_WHAT THE EXERCISE ASKS_:
Please reproduce the records below line by line, keeping every character unchanged.

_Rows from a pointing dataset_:
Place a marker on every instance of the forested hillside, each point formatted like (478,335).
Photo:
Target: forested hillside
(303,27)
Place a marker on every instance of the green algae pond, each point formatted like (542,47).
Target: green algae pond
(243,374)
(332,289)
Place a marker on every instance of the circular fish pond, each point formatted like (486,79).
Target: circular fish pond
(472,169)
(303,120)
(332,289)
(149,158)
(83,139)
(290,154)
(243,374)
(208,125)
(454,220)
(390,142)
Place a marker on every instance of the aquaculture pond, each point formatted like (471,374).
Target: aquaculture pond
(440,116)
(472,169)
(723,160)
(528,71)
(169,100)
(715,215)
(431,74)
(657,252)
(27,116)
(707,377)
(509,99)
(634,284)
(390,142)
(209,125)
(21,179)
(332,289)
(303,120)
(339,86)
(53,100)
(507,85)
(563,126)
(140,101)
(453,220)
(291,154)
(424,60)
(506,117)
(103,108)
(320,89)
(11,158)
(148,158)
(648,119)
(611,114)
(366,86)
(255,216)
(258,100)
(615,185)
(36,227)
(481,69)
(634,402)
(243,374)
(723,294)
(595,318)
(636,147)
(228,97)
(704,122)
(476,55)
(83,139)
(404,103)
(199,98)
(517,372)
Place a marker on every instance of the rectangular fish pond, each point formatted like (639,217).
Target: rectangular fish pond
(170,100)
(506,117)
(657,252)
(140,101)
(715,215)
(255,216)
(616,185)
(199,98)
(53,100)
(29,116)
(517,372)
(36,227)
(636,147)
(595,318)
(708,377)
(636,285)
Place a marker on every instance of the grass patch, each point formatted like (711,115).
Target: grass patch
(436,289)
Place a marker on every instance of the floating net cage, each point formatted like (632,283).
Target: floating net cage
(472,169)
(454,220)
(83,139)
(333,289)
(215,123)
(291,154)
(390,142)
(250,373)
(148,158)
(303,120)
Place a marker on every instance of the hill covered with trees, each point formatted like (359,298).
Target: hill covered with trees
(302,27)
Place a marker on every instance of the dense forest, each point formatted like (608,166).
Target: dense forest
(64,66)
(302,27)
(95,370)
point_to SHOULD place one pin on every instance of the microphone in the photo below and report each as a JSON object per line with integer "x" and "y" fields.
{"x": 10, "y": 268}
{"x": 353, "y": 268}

_WRITTEN SOLUTION_:
Place a marker on every instance of the forested hillside, each point formatted like (478,335).
Photo:
Target: forested hillside
(303,27)
Place a marker on every instance of the green algae pond, each point formatted like (542,47).
Target: green algae pond
(243,374)
(332,289)
Place a marker on every instance of the circular fish pond, each point formatted like (486,79).
Target: circular fish pond
(472,169)
(303,120)
(332,289)
(149,158)
(83,139)
(290,154)
(243,374)
(208,125)
(454,220)
(390,142)
Place a marker on every instance of the aquaculture pond, each point formatted like (471,374).
Target: aquaculture pond
(440,116)
(472,169)
(723,160)
(528,71)
(169,100)
(715,215)
(431,74)
(657,252)
(27,116)
(707,377)
(509,99)
(634,284)
(390,142)
(209,125)
(21,179)
(332,289)
(303,120)
(339,86)
(53,100)
(507,85)
(563,126)
(140,101)
(453,220)
(291,154)
(424,60)
(506,117)
(103,108)
(320,89)
(11,158)
(148,158)
(648,119)
(611,114)
(366,86)
(255,216)
(258,100)
(615,185)
(36,227)
(481,69)
(634,402)
(243,374)
(723,294)
(595,318)
(636,147)
(228,97)
(704,122)
(476,55)
(83,139)
(404,103)
(199,98)
(517,372)
Place a marker on every instance of the rectangular fish pond, each point formatted like (639,217).
Target: rectangular fish pond
(170,100)
(506,117)
(657,252)
(140,101)
(715,215)
(255,216)
(616,185)
(199,98)
(53,100)
(29,116)
(517,372)
(36,227)
(636,147)
(595,318)
(708,377)
(636,285)
Place a marker on every instance of the grass patch, each point formatted like (711,115).
Target: grass patch
(436,289)
Place a marker on every instance of the floating net cage, each point formatted like (632,283).
Target: floating net cage
(472,169)
(454,220)
(83,139)
(333,289)
(215,123)
(291,154)
(390,142)
(250,373)
(148,158)
(303,120)
Place a marker on every instance of the hill covered with trees, each point formatted like (359,298).
Target: hill covered with trees
(302,27)
Place a marker on every instance of the dense forest, each point formatted like (608,166).
Target: dense forest
(64,66)
(302,27)
(95,370)
point_to SHOULD place one pin on every instance of the microphone in the photo below and report each as a JSON object per line with integer "x" and "y" fields.
{"x": 10, "y": 268}
{"x": 353, "y": 268}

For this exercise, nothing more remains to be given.